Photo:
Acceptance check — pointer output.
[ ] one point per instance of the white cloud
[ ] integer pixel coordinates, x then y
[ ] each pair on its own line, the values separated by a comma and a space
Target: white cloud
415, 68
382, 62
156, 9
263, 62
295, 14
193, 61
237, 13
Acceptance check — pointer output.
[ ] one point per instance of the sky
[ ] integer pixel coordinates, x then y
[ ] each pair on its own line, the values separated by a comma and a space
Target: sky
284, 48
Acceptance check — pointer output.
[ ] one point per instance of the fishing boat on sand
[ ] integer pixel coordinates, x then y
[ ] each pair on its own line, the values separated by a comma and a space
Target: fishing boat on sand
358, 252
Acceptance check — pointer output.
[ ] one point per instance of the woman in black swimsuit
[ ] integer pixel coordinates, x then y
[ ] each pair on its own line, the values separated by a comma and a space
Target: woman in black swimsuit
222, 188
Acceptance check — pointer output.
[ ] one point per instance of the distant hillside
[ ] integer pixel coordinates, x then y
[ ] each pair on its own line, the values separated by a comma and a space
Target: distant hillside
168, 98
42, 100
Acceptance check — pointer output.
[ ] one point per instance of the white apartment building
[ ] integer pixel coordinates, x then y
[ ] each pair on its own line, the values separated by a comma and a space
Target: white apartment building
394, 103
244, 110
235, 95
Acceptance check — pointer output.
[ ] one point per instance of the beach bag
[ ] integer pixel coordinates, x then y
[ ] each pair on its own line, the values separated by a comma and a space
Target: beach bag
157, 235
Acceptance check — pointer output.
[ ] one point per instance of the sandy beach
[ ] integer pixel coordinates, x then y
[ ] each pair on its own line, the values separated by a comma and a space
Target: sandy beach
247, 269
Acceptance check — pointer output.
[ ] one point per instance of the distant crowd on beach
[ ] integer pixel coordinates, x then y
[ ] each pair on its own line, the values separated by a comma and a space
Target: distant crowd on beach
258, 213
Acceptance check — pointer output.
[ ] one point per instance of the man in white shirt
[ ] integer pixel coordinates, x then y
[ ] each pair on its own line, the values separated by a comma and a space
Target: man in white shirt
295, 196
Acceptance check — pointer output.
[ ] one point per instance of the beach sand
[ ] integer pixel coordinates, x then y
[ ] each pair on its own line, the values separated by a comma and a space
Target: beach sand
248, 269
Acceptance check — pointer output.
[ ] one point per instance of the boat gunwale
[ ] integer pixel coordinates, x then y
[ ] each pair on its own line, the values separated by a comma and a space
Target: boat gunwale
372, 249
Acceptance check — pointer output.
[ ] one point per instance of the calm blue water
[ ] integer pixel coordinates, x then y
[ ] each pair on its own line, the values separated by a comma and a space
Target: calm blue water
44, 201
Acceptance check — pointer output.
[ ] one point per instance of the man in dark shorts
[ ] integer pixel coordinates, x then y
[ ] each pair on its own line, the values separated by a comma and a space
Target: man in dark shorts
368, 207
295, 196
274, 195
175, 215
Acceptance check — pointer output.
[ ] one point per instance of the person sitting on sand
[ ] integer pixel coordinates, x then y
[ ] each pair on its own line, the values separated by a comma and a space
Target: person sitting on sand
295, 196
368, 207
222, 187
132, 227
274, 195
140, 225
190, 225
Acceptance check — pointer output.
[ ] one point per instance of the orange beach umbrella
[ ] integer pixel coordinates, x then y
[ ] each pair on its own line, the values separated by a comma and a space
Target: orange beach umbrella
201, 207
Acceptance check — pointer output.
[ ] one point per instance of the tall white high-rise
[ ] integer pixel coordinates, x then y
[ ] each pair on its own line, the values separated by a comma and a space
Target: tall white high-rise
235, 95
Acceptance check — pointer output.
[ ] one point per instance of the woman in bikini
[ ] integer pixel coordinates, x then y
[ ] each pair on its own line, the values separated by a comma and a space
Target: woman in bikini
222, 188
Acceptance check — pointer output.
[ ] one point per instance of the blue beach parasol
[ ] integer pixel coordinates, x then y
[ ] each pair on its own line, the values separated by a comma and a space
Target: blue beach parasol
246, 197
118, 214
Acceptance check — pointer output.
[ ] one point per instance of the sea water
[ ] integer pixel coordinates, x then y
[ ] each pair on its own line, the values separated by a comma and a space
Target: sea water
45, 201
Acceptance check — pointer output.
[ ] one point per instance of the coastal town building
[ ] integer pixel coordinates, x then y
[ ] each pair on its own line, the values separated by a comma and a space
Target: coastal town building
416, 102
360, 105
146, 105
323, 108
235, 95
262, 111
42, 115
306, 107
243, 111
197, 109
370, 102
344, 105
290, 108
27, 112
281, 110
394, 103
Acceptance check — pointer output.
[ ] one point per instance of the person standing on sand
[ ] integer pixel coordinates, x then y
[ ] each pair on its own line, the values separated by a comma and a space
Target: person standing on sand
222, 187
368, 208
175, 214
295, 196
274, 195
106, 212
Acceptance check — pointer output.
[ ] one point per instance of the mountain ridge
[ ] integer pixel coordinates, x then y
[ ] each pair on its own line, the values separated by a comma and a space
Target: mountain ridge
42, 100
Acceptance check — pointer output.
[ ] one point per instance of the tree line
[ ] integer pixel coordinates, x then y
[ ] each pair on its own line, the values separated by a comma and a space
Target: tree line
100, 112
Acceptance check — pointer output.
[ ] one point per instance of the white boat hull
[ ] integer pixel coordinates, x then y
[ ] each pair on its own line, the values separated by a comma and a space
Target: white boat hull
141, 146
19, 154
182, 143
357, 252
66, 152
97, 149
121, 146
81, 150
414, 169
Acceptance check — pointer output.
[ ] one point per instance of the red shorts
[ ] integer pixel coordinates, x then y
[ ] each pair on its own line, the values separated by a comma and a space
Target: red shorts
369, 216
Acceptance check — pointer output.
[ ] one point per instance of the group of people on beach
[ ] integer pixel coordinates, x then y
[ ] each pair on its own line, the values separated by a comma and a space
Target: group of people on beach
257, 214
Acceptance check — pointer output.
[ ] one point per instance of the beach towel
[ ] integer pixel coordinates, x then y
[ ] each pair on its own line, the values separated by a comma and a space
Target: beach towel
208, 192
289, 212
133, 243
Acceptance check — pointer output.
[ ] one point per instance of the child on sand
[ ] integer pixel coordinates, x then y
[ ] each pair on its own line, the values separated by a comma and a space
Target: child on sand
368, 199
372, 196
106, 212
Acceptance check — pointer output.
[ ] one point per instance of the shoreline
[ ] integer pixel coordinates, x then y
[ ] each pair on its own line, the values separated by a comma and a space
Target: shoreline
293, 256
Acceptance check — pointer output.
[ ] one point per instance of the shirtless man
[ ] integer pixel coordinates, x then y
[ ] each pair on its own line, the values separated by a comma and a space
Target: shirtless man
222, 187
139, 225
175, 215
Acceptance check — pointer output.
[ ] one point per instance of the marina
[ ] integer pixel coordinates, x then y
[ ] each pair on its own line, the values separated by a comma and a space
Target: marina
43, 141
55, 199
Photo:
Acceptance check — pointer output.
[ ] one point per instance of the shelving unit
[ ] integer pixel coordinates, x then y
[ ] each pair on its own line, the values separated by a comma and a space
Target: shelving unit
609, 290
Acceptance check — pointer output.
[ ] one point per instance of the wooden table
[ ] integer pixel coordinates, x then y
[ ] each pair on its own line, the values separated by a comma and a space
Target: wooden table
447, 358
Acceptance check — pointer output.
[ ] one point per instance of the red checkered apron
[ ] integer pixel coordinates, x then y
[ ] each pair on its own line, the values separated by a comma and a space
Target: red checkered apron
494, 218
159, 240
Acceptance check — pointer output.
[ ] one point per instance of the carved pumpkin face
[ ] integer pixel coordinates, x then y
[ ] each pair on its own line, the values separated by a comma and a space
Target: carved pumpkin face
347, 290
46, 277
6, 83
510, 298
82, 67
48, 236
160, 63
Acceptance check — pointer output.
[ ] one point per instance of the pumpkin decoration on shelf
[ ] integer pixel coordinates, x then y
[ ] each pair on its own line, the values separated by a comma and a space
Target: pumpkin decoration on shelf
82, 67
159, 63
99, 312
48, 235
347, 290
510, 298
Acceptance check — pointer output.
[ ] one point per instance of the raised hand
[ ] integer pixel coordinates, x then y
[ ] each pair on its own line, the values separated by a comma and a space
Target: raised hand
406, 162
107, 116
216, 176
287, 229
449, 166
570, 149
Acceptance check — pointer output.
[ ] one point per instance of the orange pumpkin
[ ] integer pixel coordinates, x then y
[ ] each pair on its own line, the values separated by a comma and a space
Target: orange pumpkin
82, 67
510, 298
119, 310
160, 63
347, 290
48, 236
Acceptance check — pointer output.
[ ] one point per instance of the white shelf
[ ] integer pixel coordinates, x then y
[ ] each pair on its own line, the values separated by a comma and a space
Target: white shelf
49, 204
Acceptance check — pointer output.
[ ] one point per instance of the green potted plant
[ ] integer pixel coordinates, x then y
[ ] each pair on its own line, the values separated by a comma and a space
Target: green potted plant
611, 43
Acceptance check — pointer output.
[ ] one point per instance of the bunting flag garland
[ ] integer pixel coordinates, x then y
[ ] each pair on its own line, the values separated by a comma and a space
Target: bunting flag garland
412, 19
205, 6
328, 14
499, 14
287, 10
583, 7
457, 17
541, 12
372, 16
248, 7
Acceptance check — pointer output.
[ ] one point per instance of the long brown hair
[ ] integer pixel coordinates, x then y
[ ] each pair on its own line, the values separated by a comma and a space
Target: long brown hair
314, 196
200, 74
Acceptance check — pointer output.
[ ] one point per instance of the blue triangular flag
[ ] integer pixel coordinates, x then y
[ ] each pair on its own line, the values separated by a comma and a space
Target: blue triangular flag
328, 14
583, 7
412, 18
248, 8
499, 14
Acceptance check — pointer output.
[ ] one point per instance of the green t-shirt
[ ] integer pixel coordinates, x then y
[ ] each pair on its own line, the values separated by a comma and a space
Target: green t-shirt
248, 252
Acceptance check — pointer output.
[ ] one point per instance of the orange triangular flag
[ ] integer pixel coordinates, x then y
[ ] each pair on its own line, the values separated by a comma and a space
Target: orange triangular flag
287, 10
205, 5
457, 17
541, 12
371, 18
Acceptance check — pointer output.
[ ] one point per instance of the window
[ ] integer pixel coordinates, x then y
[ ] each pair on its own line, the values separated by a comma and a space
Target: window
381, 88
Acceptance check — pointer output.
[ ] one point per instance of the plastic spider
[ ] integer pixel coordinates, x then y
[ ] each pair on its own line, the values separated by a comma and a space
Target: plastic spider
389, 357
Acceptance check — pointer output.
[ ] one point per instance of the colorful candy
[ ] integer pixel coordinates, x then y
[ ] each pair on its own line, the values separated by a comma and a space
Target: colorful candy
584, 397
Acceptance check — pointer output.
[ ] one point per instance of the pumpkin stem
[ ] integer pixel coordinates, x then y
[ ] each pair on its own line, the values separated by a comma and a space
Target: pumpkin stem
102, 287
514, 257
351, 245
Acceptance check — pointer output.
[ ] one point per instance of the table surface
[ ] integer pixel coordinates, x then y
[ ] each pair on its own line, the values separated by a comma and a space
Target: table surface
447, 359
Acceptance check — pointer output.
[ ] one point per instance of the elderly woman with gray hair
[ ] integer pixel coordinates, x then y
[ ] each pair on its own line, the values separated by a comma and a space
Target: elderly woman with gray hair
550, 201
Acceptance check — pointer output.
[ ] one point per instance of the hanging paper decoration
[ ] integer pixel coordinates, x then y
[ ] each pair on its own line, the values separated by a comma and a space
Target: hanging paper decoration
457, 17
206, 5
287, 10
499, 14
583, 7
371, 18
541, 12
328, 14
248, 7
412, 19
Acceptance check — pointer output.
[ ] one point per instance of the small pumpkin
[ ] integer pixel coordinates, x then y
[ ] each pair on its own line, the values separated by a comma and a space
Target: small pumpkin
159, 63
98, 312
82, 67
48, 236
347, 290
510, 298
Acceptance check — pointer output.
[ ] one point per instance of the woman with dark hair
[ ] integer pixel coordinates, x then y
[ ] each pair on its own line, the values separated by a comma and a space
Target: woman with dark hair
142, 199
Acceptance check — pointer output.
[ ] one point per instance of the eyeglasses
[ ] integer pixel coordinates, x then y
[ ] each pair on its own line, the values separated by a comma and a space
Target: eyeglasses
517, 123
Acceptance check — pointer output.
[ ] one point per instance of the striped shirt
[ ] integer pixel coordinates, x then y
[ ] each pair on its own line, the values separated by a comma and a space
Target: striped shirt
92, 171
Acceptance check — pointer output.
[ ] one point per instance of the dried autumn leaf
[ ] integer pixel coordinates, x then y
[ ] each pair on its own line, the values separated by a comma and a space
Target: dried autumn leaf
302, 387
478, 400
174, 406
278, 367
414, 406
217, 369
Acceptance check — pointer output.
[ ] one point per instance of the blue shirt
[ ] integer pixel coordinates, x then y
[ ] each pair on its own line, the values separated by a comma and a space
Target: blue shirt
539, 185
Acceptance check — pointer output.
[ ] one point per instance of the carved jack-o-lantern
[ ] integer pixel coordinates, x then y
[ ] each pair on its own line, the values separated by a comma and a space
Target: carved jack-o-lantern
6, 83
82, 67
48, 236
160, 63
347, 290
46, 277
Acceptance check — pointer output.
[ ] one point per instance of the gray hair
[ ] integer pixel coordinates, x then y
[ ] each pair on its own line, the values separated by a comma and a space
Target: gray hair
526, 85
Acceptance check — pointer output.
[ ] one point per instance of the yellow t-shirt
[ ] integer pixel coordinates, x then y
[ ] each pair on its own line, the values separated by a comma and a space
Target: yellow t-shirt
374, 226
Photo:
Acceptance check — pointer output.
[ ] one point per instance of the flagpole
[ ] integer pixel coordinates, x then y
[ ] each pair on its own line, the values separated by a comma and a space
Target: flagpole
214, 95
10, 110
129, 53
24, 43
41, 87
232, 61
══════════════════════════════
▶ _TASK DIRECTIONS_: Transcribe, exactly as written, all lines of the entries above from the first to the one containing "[ ] one point per instance of the sky", and no more.

▶ _WRITTEN RESPONSE_:
Photo:
Acceptance check — pointer output.
[ ] one point per instance of the white cloud
[ ] integer pixel coordinates, x then y
[ ] each pair on its own line, the values separated by a comma and a space
Target: white cloud
415, 68
382, 62
156, 9
263, 62
295, 14
193, 61
237, 13
Acceptance check — pointer output.
[ ] one point per instance of the sky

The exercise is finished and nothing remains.